**CONSEGNE DELL'ESERCIZIO**
- A) In base al brano sull'energia e sull'origine della vita, spiega perché i sistemi viventi si fabbricarono delle membrane. Rispondi in una o due frasi.
- B) Prosegui il brano sull'energia e sull'origine della vita a partire dalla sua ultima frase.

**BRANO DA LEGGERE**
.....

Quando sostanze contenenti atomi di carbonio e di idrogeno si associano con atomi di ossigeno, normalmente si libera energia. Nell'organismo, l'"energia chimica" del carbonio-idrogeno si trasforma in energia cinetica, per esempio quando un muscolo si contrae, o in energia elettrica, nel caso dei nervi che trasmettono un impulso e così via.
Potremo dunque scrivere: sostanze alimentari + ossigeno = anidride carbonica + acqua + energia cinetica ecc.
Per le piante, invece, avremo: luce + anidride carbonica + acqua = nutrimento + ossigeno.
Ciò significa che piante ed animali, lavorando insieme, mantengono l'equilibrio tra sostanze alimentari ed ossigeno da un lato e anidride carbonica e acqua dall'altro, in modo che i quattro componenti rimangono quantitativamente sempre costanti.
L'unico mutamento irreversibile è la conversione dell'energia luminosa in altre forme di energia (cinetica ecc.). Questa trasformazione risale alle origini della vita e continuerà a ripetersi sulla Terra finché il Sole irradierà luce nella misura attuale. Il primo e rendersene conto fu, nel 1845, il fisico tedesco Julius Robert Mayer (1814-1878).
Come si è giunti a questo duplice equilibrio? Vediamo un po'.
Inizialmente, la luce ultravioletta del Sole ha fornito l'energia per fabbricare nuove molecole, relativamente grandi, dalle piccole molecole delle acque senza vita dell'oceano primordiale (La conversione da una micro a una macromolecola non richiede emissione di energia, a differenza di quanto succede nell'operazione inversa).
Quando le molecole sono diventate abbastanza grandi e complesse da possedere le proprietà della vita, sono state in grado di servirsi (come nutrimento) delle molecole intermedie (sufficientemente complesse da produrre energia in caso di pericolo, ma non tanto da essere viventi e capaci di una difesa attiva).
L'energia solare, agendo su una base accidentale, riusciva a formare soltanto molecole intermedie, di ridotta vitalità.
I sistemi viventi, allora, trovarono opportuno fabbricarsi delle membrane (diventando "cellule") per tenerci dentro le micromolecole. Queste ultime, quando il sistema era in grado di utilizzare l'energia solare per costruire nuove molecole, s'ingrandivano prima di poter uscire dal sistema, poi, una volta diventate macromolecole, non ne uscivano più.

.....

**DATI IN ESAME**
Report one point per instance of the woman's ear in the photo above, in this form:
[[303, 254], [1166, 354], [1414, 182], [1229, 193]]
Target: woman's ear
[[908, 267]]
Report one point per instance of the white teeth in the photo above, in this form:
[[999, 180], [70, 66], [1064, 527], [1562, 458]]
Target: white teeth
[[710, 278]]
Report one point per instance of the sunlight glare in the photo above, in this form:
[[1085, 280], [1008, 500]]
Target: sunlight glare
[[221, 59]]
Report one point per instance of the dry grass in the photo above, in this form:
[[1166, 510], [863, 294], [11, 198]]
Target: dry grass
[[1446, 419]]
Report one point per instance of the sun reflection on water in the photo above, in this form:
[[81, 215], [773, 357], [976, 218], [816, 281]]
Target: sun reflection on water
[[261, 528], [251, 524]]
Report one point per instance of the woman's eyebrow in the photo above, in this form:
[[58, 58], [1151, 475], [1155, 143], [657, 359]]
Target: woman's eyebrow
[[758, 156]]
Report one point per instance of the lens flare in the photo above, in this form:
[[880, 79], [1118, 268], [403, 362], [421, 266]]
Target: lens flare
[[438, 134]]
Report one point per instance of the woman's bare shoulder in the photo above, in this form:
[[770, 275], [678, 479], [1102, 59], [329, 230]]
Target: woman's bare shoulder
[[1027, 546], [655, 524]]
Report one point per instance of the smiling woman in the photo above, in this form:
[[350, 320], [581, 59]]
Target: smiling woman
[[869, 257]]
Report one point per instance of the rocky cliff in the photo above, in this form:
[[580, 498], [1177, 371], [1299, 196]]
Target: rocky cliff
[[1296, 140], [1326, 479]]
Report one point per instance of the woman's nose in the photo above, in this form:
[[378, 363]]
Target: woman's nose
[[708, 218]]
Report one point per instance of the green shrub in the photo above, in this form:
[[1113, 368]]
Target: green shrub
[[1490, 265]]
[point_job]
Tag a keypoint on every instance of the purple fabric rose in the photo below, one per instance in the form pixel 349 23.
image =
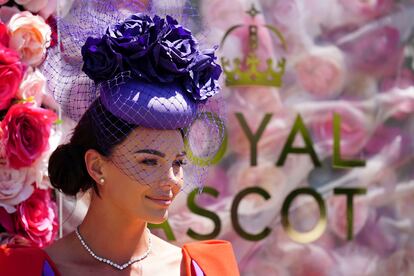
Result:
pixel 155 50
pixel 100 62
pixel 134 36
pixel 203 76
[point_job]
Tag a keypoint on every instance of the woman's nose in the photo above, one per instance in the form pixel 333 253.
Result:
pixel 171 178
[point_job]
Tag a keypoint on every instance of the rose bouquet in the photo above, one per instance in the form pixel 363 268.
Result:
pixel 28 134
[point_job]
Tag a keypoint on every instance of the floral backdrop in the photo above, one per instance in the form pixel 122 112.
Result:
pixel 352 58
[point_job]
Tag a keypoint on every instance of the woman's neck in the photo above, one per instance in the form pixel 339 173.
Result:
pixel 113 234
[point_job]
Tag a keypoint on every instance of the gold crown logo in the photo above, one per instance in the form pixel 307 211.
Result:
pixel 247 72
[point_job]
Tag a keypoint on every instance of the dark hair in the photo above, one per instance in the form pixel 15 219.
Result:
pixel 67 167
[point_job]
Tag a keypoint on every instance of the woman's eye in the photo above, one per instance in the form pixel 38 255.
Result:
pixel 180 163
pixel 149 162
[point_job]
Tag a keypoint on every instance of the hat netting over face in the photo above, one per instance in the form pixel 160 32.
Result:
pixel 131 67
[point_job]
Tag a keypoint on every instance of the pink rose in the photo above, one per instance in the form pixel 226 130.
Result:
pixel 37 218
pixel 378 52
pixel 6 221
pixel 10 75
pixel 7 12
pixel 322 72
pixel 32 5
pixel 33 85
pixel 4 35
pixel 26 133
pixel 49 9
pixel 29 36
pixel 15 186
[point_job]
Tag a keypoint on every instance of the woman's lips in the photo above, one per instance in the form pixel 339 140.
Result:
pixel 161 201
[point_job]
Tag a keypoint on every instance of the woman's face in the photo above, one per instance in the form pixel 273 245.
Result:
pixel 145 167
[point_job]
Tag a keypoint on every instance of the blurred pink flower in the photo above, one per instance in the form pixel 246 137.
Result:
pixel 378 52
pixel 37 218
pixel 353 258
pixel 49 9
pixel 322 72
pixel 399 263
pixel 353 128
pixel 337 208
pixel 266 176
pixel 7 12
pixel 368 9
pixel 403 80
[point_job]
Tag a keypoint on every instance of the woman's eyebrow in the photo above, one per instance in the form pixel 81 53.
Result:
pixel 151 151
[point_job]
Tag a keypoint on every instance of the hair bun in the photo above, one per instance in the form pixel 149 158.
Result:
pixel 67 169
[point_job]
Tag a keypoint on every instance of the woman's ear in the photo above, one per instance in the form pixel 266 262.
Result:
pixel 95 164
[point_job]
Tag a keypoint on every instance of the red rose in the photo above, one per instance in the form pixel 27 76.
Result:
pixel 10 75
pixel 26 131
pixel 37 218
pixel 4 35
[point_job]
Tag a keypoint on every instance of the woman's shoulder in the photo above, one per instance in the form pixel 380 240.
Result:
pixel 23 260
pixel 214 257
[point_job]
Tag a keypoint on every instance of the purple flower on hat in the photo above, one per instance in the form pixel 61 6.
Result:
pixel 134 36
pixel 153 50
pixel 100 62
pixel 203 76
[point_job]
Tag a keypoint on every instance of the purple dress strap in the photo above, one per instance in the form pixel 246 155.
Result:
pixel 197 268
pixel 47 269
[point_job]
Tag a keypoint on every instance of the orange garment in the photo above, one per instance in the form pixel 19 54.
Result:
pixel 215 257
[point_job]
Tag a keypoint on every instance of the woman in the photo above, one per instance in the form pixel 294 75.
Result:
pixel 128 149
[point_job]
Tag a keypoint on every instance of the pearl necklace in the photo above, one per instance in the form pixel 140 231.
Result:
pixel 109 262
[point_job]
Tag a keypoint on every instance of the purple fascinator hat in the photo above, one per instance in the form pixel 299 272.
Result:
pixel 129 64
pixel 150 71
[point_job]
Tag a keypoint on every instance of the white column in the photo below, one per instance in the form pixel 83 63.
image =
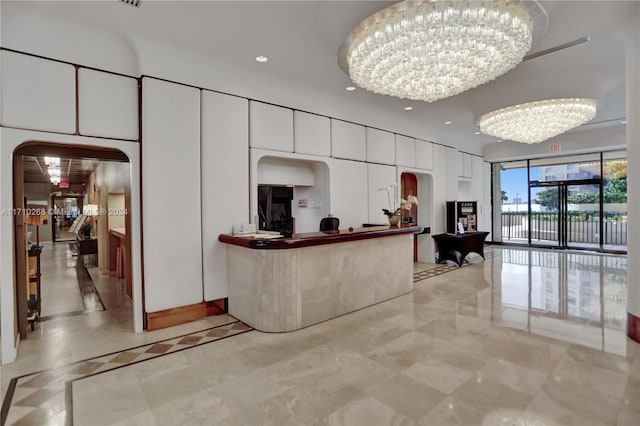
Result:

.....

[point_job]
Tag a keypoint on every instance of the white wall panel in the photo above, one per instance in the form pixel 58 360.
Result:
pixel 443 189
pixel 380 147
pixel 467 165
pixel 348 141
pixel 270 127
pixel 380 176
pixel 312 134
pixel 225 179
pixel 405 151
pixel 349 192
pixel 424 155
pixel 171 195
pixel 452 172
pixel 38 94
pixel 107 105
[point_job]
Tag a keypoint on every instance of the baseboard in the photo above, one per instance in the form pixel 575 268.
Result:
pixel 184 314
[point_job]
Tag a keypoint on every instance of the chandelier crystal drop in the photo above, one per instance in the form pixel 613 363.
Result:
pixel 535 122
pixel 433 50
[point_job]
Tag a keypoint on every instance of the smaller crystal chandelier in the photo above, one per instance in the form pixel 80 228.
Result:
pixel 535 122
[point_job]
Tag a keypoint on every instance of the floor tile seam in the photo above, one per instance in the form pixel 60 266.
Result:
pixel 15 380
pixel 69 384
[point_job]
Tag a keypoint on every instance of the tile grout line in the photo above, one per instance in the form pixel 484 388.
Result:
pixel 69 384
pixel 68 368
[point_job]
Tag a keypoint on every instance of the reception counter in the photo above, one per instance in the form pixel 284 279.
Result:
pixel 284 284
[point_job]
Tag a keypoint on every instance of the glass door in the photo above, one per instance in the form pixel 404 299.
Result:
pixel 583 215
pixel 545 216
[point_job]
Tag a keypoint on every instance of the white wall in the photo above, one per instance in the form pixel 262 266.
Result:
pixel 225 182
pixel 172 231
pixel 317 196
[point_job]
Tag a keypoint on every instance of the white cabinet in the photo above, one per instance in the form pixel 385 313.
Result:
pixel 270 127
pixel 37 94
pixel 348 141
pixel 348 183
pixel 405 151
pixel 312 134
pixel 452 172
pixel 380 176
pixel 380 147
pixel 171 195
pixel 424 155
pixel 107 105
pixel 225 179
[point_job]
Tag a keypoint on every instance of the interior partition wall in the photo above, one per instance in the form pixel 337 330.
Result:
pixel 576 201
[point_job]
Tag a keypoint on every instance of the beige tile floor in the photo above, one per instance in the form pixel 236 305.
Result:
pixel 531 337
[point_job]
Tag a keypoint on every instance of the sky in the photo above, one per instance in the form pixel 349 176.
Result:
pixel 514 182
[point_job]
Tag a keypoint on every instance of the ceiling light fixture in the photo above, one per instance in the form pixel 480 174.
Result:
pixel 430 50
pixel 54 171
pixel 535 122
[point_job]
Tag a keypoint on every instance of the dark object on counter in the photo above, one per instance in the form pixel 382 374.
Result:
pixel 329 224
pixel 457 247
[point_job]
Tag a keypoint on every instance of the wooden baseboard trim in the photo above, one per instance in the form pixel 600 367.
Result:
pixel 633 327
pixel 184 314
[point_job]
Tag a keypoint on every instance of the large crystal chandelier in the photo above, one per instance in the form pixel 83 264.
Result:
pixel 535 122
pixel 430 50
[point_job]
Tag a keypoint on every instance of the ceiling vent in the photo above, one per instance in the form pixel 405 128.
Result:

.....

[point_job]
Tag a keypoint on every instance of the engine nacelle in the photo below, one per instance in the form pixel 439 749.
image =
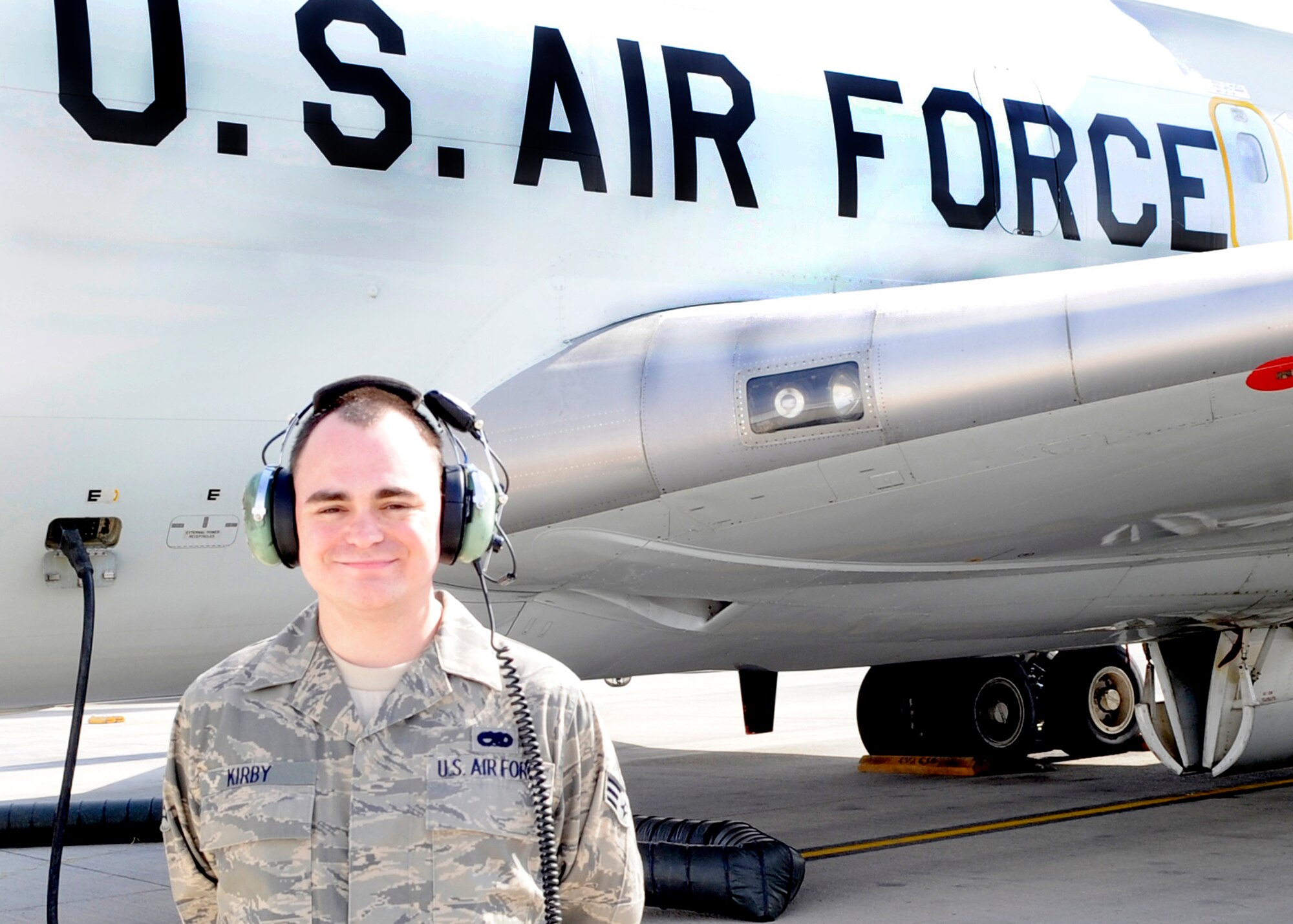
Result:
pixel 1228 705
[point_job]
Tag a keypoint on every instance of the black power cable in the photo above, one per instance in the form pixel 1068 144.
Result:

.....

**RISPOSTE AI COMPITI**
- A) Per tenerci dentro le micromolecole, diventando così «cellule». Quando il sistema sapeva usare l'energia solare per costruire nuove molecole, queste s'ingrandivano prima di poter uscire e, una volta diventate macromolecole, non ne uscivano più.

- B)
Queste cellule (cioè i prototipi delle piante), trovandosi a vivere in un micro-ambiente ricco di sostanze nutritive, erano destinate ad avere uno sviluppo molto più rigoglioso delle forme di vita pre-cellulari, ancora incapaci di usare l'energia per procurarsi il nutrimento.
Anche a queste, però, era data la possibilità di svilupparsi, appena avessero trovato il modo di appropriarsi del contenuto nutritivo delle cellule più fortunate (Questi razziatori sono appunto i prototipi degli animali).
Semplici parassiti, dunque?
Probabilmente no. Se fossero esistite solo le piante, avrebbero concentrato nei propri tessuti tutte le micromolecole disponibili, rallentando lo sviluppo e la crescita delle forme viventi. Gli animali invece hanno rotto in misura ragionevole i contenuti complessi delle cellule vegetali, consentendo alle piante di crescere, di svilupparsi e di evolvere molto più rapidamente.
Le molecole delle sostanze alimentari sono alquanto più grandi e complesse di quelle dell'anidride carbonica e dell'acqua, formate da tre atomi appena, in confronto alle prime, che contano da una dozzina a un milione di atomi.
L'operazione grazie alla quale molte micro-molecole si riuniscono per formarne una più grossa, è detta dai chimici "sintesi", dalla parola greca che significa appunto "riunire assieme". Mentre è tipico del mondo animale demolire le molecole delle sostanze alimentari, combinandole con l'ossigeno, per formare anidride carbonica e acqua, le piante sintetizzano le molecole nutritive, formandole dall'anidride carbonica e dall'acqua.
Per farlo, sfruttano la luce. Ecco perché questo tipo particolare di sintesi è detta "fotosintesi", dove "foto" in greco vuol dire "luce". Non vi avevo premesso di spiegarvi il significato della parola?